Sunday, November 18, 2007

メモ

自分用のメモに。シンポジウムや講演などは新たな出会いの場である。教えてもらった情報を忘れないうちに書きつけておかないと。

1.PAMから勧めてもらった本を読むこと。生物学者たちが「生物の論理Logique du vivant」(ジャコブの本の原題)でなく「生命の論理Logique de la vie」に関心を持つようになってきている、その代表例として挙げてくれたが、はたして…?
Denis Noble, The Music of Life, Oxf. Univ. Press.

2.YKがドイツの生気論の歴史をフォローしたものとして教えてくれたのがこれだった。読まねば。
Timothy Lenoir, Strategy for Life.

3.MKが「オランダにはほとんどベルクソニアンがいないけれど」と言いながら紹介してくれたのが彼。
Jan Bor, thesis Bergson en onmiddellÿke ervaring (1990)
(Bergson and Immediate Experience)

### 表示データ
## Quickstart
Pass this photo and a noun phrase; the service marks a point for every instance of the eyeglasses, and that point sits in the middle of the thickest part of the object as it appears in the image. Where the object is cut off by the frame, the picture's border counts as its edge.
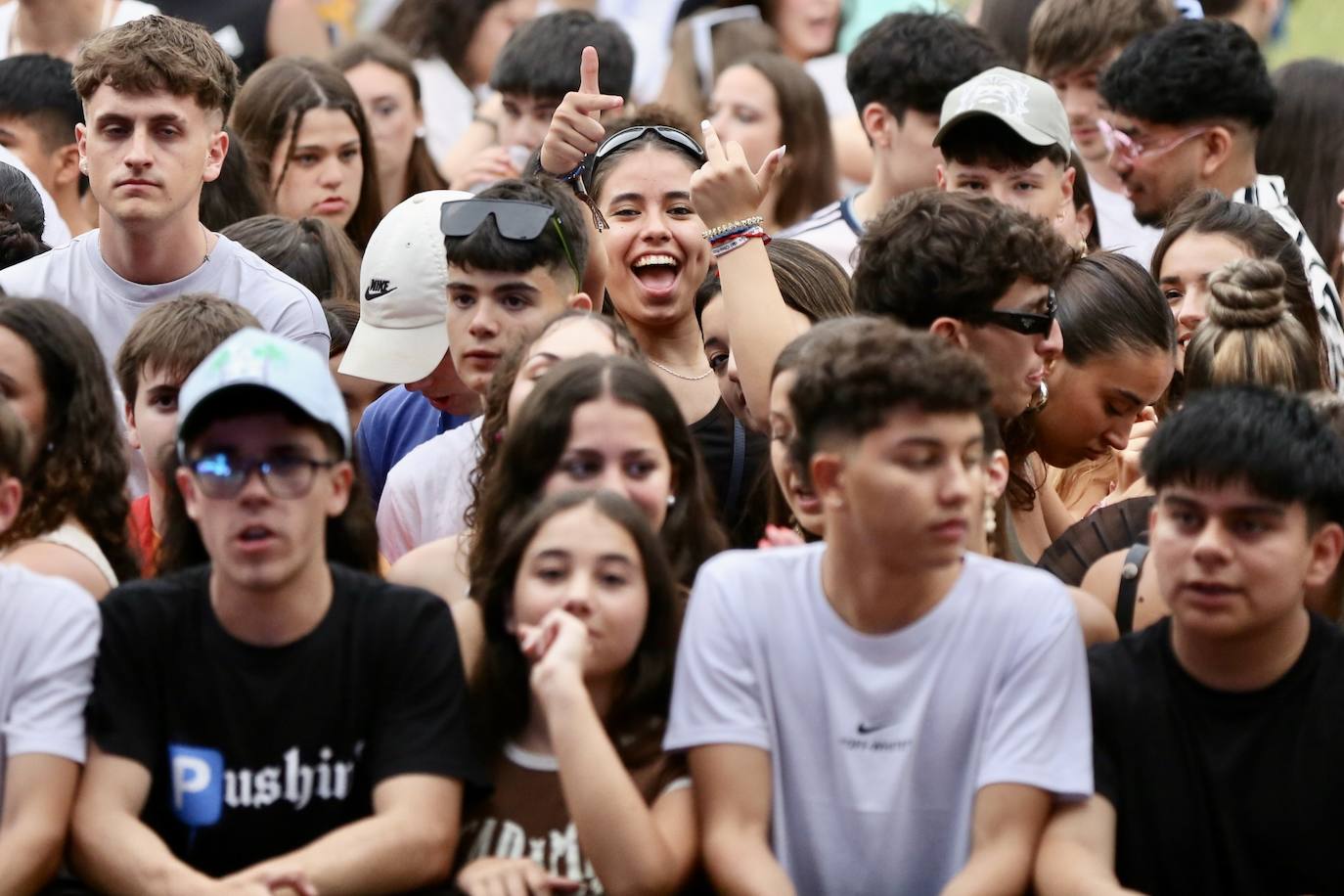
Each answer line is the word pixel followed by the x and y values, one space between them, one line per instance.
pixel 223 475
pixel 1129 150
pixel 1024 323
pixel 515 219
pixel 588 169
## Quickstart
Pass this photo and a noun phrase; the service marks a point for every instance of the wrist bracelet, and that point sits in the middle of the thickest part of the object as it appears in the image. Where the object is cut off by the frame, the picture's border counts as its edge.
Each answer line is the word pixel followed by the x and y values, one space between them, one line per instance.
pixel 733 227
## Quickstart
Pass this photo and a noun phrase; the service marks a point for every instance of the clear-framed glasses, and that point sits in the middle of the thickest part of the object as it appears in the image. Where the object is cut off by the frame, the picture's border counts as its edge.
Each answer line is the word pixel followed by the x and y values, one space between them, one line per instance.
pixel 1024 323
pixel 223 475
pixel 1128 148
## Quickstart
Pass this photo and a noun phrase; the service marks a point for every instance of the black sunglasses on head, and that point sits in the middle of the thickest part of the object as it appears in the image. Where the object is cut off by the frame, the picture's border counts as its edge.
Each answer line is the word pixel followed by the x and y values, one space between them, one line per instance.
pixel 1024 323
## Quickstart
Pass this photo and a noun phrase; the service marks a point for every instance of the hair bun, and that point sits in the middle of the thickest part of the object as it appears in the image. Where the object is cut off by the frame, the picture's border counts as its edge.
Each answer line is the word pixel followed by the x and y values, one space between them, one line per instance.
pixel 1247 294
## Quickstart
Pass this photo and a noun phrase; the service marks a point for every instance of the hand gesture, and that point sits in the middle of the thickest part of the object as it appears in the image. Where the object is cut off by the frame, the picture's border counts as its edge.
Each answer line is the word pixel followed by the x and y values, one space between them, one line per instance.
pixel 557 648
pixel 575 129
pixel 726 190
pixel 489 876
pixel 1129 458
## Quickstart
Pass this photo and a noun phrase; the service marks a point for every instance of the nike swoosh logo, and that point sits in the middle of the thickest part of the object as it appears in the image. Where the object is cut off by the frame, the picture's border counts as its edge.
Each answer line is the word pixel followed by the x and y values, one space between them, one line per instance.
pixel 869 730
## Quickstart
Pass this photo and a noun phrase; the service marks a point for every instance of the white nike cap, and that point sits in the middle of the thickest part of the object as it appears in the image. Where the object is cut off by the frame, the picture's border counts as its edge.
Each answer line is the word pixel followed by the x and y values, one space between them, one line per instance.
pixel 402 332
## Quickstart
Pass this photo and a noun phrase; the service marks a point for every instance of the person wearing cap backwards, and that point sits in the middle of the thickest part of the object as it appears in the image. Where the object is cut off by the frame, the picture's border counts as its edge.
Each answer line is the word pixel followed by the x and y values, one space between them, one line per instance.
pixel 270 722
pixel 1006 135
pixel 402 337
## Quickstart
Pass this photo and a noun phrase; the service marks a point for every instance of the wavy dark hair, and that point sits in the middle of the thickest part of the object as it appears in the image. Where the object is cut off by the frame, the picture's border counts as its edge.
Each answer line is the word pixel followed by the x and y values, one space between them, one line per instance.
pixel 81 467
pixel 500 690
pixel 495 418
pixel 441 28
pixel 541 432
pixel 421 172
pixel 270 109
pixel 351 536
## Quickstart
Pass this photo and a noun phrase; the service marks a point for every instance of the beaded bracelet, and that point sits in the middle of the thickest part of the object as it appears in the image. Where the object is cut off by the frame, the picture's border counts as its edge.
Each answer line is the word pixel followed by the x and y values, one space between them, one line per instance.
pixel 722 246
pixel 733 229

### 課題内容
本文「メモ」の中で、人から紹介された著作をすべて挙げよ。それぞれに、紹介した人のイニシャルと著者名を添えること。

### 回答
- PAM：Denis Noble『The Music of Life』
- YK：Timothy Lenoir『Strategy for Life』
- MK：Jan Bor『Bergson en onmiddellÿke ervaring』（1990年の論文、英題 Bergson and Immediate Experience）